Give only the number of lines in the listing below that contain the string "white". Case counts.

⁂

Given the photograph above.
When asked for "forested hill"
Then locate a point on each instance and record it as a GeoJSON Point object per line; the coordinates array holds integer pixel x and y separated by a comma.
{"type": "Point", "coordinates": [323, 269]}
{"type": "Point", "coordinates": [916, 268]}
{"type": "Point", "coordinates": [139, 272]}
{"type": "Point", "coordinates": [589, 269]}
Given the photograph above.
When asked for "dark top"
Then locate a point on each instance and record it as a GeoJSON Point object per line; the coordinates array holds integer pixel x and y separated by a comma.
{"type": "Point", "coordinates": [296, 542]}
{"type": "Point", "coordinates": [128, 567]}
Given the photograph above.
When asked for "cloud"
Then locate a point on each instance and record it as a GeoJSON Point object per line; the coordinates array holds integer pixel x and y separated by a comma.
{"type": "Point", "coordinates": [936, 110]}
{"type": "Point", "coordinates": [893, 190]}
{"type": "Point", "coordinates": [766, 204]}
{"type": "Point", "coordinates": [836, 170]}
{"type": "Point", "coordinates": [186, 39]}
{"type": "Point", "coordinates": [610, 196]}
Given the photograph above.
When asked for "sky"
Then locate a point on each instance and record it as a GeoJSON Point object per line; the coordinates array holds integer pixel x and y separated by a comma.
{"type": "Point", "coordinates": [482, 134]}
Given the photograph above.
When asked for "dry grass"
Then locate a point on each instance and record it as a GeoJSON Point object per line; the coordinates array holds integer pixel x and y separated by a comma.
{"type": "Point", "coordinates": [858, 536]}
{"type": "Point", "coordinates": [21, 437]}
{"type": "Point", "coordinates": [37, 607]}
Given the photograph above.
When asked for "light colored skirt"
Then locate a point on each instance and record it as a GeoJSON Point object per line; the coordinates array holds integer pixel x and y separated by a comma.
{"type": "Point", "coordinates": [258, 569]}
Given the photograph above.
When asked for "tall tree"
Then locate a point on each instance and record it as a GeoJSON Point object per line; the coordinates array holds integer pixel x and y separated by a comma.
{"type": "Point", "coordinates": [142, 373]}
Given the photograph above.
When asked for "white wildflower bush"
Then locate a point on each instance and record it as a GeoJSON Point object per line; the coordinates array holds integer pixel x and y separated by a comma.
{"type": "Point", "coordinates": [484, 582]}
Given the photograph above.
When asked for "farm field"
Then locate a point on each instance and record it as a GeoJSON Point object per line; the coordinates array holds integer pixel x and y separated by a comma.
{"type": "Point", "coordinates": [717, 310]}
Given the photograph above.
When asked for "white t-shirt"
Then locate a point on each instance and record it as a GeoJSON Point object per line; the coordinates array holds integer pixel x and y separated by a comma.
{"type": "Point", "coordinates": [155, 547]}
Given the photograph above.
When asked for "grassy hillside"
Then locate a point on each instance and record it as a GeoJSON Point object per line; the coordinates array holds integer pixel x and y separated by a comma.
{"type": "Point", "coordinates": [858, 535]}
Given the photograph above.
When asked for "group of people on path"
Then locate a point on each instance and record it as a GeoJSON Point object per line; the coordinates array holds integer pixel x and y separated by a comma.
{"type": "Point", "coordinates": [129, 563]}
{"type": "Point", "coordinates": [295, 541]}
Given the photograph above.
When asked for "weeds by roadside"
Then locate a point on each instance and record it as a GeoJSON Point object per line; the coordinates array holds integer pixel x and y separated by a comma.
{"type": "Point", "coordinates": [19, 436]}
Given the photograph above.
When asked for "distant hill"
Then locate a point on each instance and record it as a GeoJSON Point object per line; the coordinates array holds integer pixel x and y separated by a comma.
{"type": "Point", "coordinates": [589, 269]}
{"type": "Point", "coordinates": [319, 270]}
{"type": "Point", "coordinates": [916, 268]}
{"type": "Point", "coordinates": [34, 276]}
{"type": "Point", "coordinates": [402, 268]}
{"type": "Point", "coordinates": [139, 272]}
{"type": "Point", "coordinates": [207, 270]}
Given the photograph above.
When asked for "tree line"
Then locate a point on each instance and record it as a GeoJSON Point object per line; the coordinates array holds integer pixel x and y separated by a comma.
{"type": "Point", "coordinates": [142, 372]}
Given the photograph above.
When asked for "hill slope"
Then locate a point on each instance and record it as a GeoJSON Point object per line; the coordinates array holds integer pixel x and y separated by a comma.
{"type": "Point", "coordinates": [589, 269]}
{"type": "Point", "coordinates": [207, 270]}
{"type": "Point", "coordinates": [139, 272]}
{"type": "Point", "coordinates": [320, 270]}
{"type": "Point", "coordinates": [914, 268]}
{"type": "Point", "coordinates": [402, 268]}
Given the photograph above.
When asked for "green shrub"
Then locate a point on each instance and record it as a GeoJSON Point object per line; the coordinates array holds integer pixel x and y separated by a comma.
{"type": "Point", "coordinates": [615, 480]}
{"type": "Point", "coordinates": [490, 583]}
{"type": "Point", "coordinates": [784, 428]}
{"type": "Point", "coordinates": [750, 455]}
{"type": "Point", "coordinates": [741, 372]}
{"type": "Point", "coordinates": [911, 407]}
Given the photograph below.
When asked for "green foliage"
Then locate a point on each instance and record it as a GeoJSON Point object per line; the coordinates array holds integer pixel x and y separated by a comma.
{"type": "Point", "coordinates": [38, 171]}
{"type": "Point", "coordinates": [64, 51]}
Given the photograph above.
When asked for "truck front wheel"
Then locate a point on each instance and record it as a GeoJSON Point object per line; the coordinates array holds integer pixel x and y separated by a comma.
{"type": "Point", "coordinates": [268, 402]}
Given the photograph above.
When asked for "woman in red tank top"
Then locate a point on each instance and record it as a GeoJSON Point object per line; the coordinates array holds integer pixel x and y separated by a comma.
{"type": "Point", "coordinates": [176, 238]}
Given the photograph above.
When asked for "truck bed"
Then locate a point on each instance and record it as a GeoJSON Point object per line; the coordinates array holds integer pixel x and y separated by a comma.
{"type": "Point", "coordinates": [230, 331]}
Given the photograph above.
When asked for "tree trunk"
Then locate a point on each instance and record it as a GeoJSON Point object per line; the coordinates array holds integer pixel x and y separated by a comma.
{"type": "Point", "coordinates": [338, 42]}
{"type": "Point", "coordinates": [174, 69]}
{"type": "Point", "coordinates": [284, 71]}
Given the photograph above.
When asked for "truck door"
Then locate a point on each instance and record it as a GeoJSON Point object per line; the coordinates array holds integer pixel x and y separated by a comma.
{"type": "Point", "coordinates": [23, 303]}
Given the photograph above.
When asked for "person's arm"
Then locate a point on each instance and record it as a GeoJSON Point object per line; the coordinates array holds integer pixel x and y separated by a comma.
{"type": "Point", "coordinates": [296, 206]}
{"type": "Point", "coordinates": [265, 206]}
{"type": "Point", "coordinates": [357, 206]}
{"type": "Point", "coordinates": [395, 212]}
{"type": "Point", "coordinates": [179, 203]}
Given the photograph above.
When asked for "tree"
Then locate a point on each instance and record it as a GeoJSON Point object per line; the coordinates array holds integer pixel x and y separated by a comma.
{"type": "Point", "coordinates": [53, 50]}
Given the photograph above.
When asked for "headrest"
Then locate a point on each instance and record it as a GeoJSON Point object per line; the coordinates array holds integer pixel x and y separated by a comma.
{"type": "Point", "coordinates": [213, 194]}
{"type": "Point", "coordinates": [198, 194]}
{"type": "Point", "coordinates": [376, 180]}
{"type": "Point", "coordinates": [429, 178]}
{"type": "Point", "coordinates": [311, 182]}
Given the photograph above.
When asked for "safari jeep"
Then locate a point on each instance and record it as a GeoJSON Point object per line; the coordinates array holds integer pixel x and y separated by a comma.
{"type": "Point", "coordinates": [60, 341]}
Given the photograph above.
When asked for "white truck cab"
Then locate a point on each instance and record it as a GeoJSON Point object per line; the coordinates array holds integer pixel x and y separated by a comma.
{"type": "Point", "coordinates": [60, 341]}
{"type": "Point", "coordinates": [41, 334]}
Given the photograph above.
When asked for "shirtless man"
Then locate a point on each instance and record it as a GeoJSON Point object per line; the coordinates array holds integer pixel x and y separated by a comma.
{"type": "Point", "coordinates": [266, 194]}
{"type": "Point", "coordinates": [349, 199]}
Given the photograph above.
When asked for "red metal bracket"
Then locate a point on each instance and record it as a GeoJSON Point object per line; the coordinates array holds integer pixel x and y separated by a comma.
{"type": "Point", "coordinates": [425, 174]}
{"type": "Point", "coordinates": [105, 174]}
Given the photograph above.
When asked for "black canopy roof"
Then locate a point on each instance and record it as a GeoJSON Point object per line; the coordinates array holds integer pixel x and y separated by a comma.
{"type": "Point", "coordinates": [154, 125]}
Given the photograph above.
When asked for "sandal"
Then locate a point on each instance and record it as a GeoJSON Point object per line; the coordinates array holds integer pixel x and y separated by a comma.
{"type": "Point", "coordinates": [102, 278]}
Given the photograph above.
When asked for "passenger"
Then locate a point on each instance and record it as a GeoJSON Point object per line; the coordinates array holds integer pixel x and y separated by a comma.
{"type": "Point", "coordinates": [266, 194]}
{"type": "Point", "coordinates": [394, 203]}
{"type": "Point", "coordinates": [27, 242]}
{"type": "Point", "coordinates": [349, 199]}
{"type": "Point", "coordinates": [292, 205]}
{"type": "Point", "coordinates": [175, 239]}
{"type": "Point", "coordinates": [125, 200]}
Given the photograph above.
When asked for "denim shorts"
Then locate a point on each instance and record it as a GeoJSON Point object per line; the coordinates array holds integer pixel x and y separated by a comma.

⁂

Solution to the problem
3